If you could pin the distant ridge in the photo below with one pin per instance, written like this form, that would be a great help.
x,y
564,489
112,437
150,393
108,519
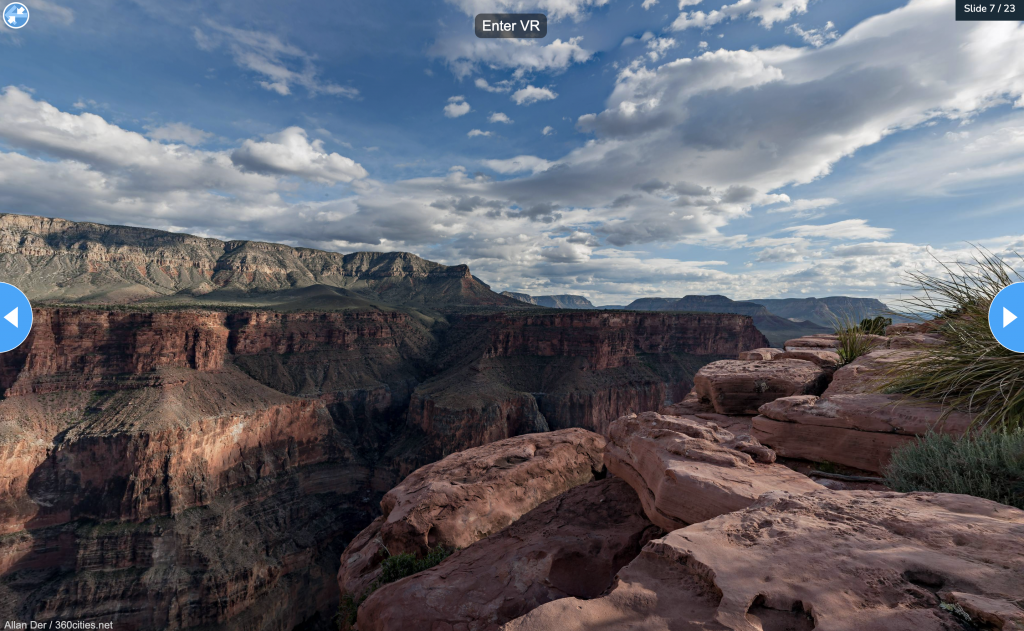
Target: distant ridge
x,y
776,329
561,301
56,260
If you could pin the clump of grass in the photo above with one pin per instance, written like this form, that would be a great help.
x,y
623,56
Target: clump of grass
x,y
852,340
394,568
971,372
985,464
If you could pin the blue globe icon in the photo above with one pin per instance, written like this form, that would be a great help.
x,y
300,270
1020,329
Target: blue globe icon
x,y
15,15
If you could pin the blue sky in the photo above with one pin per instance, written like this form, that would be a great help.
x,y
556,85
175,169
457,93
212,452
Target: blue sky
x,y
755,149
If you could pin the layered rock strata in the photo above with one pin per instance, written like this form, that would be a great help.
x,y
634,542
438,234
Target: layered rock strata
x,y
570,546
470,495
842,560
686,469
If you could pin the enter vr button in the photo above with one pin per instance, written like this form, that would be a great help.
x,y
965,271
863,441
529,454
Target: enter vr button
x,y
518,26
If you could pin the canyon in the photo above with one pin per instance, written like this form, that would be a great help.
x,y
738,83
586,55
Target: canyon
x,y
196,429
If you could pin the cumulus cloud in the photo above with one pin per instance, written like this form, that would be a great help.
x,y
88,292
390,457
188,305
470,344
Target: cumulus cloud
x,y
847,229
768,11
290,153
178,132
501,86
282,66
518,164
531,94
457,107
815,37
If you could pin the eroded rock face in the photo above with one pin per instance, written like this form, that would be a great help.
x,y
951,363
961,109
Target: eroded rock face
x,y
470,495
570,546
687,470
840,560
857,430
733,386
760,353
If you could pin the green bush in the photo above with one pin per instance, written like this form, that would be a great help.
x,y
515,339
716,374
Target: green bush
x,y
393,569
986,464
876,326
852,341
971,372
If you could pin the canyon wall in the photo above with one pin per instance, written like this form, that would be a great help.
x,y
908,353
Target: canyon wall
x,y
204,469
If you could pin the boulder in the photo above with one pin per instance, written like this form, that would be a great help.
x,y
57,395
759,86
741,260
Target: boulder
x,y
846,560
814,342
825,359
916,340
760,353
732,386
856,430
570,546
867,373
687,470
469,495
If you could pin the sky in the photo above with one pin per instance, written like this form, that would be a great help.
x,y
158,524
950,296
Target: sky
x,y
754,149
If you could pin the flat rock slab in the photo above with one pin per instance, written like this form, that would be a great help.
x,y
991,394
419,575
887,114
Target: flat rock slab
x,y
760,353
846,560
867,373
570,546
825,359
469,495
732,386
687,470
856,430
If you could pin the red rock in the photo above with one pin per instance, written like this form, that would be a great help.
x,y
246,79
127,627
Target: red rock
x,y
867,373
848,560
740,387
856,430
760,353
824,359
687,470
916,340
571,545
470,495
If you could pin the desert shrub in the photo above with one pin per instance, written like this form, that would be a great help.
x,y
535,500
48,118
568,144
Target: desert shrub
x,y
876,326
393,568
986,464
971,372
852,341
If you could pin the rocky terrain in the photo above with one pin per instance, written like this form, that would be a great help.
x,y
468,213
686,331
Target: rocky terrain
x,y
199,455
752,544
561,301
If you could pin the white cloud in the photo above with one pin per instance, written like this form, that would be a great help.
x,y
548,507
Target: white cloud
x,y
518,164
271,58
768,11
815,37
178,132
465,54
846,229
531,94
457,107
290,153
501,86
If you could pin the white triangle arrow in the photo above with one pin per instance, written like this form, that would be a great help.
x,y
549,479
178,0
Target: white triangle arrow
x,y
1007,317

**TO DO**
Could you retype, word for word, the entries that begin at the line containing "If you could pin the desert" and stop after the final line of the entries?

**RESULT OF THE TASK**
If you could pin the desert shrub in the photo above with one pin per instance, written like this form, that would be a great help.
x,y
535,500
48,118
568,144
Target: desert shrub
x,y
876,326
393,568
986,464
971,372
852,341
If you could pin the rocky terrain in the photo above with one pin per instance, written like this form, that would be a great help.
x,y
468,213
686,331
Target: rocky terrain
x,y
199,455
752,544
561,301
If you could pin the white cloud in the photo above with one pin per instance, written like this form, that would be a great help.
x,y
548,507
Target: white cloud
x,y
518,164
271,58
768,11
815,37
178,132
465,54
846,229
531,94
457,107
290,153
501,86
If you could pin the white triangle arrow in the photo above with one pin per instance, written like this form, that would be a great help.
x,y
549,479
178,0
Target: white triangle arrow
x,y
1007,317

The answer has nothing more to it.